Problem statement: Please repeat the listing exactly, with every line intact.

Exercise inputs:
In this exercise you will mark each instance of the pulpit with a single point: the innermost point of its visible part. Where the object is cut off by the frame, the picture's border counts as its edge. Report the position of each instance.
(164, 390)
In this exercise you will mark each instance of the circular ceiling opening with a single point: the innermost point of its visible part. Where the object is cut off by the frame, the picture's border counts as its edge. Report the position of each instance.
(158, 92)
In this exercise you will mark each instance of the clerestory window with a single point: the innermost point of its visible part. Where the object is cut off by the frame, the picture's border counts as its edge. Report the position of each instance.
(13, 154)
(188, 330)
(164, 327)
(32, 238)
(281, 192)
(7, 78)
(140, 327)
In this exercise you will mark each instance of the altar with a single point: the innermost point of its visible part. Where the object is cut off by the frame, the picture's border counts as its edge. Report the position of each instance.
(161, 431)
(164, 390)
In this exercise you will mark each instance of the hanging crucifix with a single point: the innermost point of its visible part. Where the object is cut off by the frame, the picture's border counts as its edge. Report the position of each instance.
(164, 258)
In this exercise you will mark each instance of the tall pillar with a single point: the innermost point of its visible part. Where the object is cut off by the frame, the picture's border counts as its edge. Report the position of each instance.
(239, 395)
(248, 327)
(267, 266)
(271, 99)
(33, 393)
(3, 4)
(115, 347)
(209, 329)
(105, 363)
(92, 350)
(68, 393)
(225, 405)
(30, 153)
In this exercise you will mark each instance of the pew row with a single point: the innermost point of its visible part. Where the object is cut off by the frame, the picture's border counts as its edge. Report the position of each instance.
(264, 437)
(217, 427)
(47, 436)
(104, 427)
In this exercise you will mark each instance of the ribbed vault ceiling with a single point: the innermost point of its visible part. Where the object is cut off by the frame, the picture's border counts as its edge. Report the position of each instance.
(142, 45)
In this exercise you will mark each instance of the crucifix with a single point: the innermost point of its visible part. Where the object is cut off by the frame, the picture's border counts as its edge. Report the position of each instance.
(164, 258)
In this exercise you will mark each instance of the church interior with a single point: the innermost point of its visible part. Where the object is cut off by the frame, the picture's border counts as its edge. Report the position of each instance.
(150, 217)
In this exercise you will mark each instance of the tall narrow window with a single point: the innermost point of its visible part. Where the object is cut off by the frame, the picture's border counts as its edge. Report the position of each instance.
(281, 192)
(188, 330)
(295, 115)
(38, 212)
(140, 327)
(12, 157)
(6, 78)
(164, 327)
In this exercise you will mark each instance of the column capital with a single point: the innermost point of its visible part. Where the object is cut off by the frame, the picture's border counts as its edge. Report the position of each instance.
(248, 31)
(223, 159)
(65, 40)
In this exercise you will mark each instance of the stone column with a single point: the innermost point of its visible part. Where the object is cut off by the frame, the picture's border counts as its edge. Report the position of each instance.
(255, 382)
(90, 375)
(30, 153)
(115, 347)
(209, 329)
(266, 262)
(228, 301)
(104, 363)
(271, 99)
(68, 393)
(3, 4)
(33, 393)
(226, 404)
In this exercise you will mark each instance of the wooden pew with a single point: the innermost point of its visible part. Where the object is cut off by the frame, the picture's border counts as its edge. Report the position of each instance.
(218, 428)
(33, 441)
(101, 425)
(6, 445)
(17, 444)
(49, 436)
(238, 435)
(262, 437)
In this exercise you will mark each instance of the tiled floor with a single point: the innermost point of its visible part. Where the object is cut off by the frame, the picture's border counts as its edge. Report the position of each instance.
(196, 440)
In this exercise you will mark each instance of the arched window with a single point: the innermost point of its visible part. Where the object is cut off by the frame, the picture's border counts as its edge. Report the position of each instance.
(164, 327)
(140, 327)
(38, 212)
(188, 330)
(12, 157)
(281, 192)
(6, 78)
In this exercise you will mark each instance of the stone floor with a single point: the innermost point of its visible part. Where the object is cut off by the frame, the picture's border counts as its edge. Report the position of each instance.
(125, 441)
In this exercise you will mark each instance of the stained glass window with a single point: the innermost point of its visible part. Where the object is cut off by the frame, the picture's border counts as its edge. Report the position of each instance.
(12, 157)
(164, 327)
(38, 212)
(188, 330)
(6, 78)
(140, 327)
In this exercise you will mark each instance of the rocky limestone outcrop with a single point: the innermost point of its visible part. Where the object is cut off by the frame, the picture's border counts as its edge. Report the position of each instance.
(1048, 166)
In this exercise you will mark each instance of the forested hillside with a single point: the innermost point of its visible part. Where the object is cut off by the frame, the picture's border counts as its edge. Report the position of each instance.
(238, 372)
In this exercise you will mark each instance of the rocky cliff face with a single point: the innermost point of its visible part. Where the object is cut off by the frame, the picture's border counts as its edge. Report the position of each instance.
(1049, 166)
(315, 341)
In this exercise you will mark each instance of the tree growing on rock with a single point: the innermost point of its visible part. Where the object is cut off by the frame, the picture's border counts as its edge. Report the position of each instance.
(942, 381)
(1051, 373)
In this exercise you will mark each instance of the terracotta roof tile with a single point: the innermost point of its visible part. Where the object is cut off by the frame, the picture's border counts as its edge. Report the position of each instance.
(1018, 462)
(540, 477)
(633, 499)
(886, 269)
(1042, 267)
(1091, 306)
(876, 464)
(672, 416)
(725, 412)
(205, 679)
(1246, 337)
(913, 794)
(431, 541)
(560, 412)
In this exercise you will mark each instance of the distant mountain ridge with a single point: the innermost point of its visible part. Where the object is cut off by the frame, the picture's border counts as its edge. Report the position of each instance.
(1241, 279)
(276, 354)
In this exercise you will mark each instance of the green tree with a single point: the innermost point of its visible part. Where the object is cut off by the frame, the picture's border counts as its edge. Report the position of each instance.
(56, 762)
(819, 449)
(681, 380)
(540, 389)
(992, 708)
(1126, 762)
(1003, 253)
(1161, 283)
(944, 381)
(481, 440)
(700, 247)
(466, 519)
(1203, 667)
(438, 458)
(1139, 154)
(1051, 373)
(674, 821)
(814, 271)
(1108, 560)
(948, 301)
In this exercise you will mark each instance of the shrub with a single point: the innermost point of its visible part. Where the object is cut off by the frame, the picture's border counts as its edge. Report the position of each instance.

Response to this task:
In this exercise you will mark each instance of the pulpit with a single point: the innermost point of its visible part. Where the object is cut off by the frame, the picture's border counts as its edge. Report the position of each instance.
(164, 390)
In this exercise you will mark each instance of the circular ceiling opening with a single point: the innermost point of its visible part. Where the object is cut off by the frame, the picture's border counts as its edge. Report the position of each instance.
(158, 92)
In this exercise you will mark each instance of the clerestory window with a single point: the innermost point of its visible part. Where the object is cut off by the frame, the picture's border counts as its edge. Report the position of each instance.
(13, 154)
(188, 330)
(164, 327)
(32, 238)
(281, 192)
(7, 78)
(140, 327)
In this exercise you will mark each instance of the altar with a single point: the innermost point of its visible part. Where the object is cut off by the frame, the picture's border counts as its edge. Report the position of each instance.
(161, 431)
(164, 390)
In this exercise you will mark each instance of the hanging crucifix with a single point: the innermost point of its visible part. Where the object is cut off by the frame, the picture's border counts as its edge. Report the position of each instance.
(164, 258)
In this exercise you will mark each instance of the tall pillar with a single point: the innermost point of its visible part. Where the object is cut off by the frame, the picture's border counts as its edge. Report the position of each instance.
(239, 395)
(248, 327)
(267, 266)
(271, 99)
(33, 393)
(3, 4)
(115, 347)
(209, 329)
(105, 363)
(92, 350)
(68, 393)
(225, 405)
(30, 153)
In this exercise you will mark each instance of the pew row with a single point: the innermost point of its visible part. Where the object is cut off by the frame, the picture's border counts as its edge. Report the position of each instance.
(264, 437)
(217, 427)
(47, 436)
(104, 427)
In this exercise you will mark each instance of the ribbed vault ceiling with a single point: the innermost point of its visible part. Where the object is cut off by the frame, the picture's border counts as its edge. Report the position of each instance.
(142, 45)
In this exercise you will mark each instance of the crucifix with a single point: the innermost point of its visible part. Where the object is cut off by the frame, the picture's border counts as its edge. Report the position of each instance.
(164, 258)
In this exercise you will mark each instance of the church interior with a single point: the innermost point of its visible part. Where the object is cut off by the frame, the picture's border counts as its edge. Report the position of each instance.
(150, 217)
In this exercise you will mark each instance of the tall narrow window with a single point: the innermost point of its visible part. Where the object is cut off by the frame, the picture's border counts as its edge. Report the position of each instance.
(281, 192)
(188, 330)
(295, 115)
(38, 212)
(140, 327)
(12, 157)
(6, 78)
(164, 327)
In this exercise you will mark each instance of the column capital with a single point: the innermost point of its visible part. Where the object is cut off by the frame, the picture's border counts as its edge. Report the position of each instance.
(248, 31)
(223, 159)
(65, 40)
In this exercise you will mark each instance of the stone column with a single point: the innermost point of its visible part. Where the object is cut off by the frame, the picture's border counts as its edge. Report the position of each instance.
(255, 382)
(90, 375)
(30, 153)
(115, 347)
(209, 329)
(266, 262)
(228, 301)
(104, 363)
(271, 99)
(68, 393)
(3, 4)
(33, 393)
(226, 404)
In this exercise you will mark each instance of the wooden pew with a single point: the innermost point of its visible part. Where the object is cut off by the frame, the picture's border counts as its edge. Report the position of each instance.
(218, 428)
(33, 441)
(101, 425)
(6, 445)
(17, 444)
(49, 436)
(238, 435)
(262, 437)
In this exercise you will mark each instance of the tiled floor with a single point: the innermost point of its visible part. Where the object is cut off by the frame, the picture's border counts as its edge. Report the position of each instance.
(196, 440)
In this exercise you will mark each instance of the arched window with a single point: the innermost point of its visible part. Where the object is cut off by the frame, the picture's border counts as its edge. Report the position of each instance.
(164, 327)
(140, 327)
(38, 212)
(188, 330)
(12, 157)
(281, 192)
(6, 78)
In this exercise you will mark each instance of the stone floor with a single point: the innermost point of its visible part. Where the object is cut off by the frame, the picture's border counts as its edge. Report the position of each instance.
(125, 441)
In this exercise you will mark each instance of the stained glass window with a single point: the innermost point of its visible part. Where the object is cut off by the frame, the picture's border counts as its edge. Report the position of each instance.
(12, 157)
(164, 327)
(38, 212)
(188, 330)
(6, 78)
(140, 327)
In this exercise you will mark each instance of the rocky limestone outcrop with a single point: the innermost point of its visible part. Where the object is cut off by the frame, the picture's border counts as its edge. Report the position of each instance.
(1048, 166)
In this exercise you will mark each instance of the forested hillside with a single point: the innermost point of its visible part. Where the object is cut off by the frame, the picture's border counts as its edge. Report the position of each instance.
(238, 372)
In this exercise you will mark each instance of the rocky cliff face with a single point: the innermost point of its visible part. Where the object is cut off by the frame, the picture's border counts as its edge. Report the position of each instance.
(1049, 166)
(315, 341)
In this exercise you will mark each instance of the tree growing on rock with a single point: the innermost point of its visible part. Where the object is cut off by the frame, the picture's border counts as its edge. Report the position of each instance.
(942, 381)
(1051, 373)
In this exercise you will mark each instance of the terracotta roof tile with a single point: the innermost point of its visible part. Where the object is cut off by the frame, the picture's border counts as its edge. Report the position of each instance.
(1018, 462)
(540, 477)
(633, 499)
(886, 269)
(1042, 267)
(1091, 306)
(876, 464)
(672, 416)
(725, 412)
(205, 679)
(1246, 337)
(913, 794)
(431, 541)
(560, 412)
In this exercise you will mark each instance of the distant mountain ridge with a single point: the innermost point of its visible part. Where the object is cut off by the frame, the picture's border counts as its edge. Report the position of each instance.
(1241, 279)
(276, 354)
In this exercise you will mark each instance of the green tree with a single point: the innermost point of its visible part. Where the object is cut off by the frame, the picture's border counts as its edge. Report the position of each instance.
(56, 762)
(819, 449)
(681, 380)
(540, 389)
(992, 708)
(1126, 762)
(1003, 253)
(1161, 283)
(944, 381)
(481, 440)
(700, 247)
(466, 519)
(1203, 667)
(438, 458)
(1139, 154)
(1051, 373)
(674, 821)
(814, 271)
(1108, 560)
(948, 301)
In this exercise you will mark each instance of the shrub with a single point: the innermost point of its visible part. Where the object is cut off by the frame, the picture's border counts as its edge. Report the position of each instance.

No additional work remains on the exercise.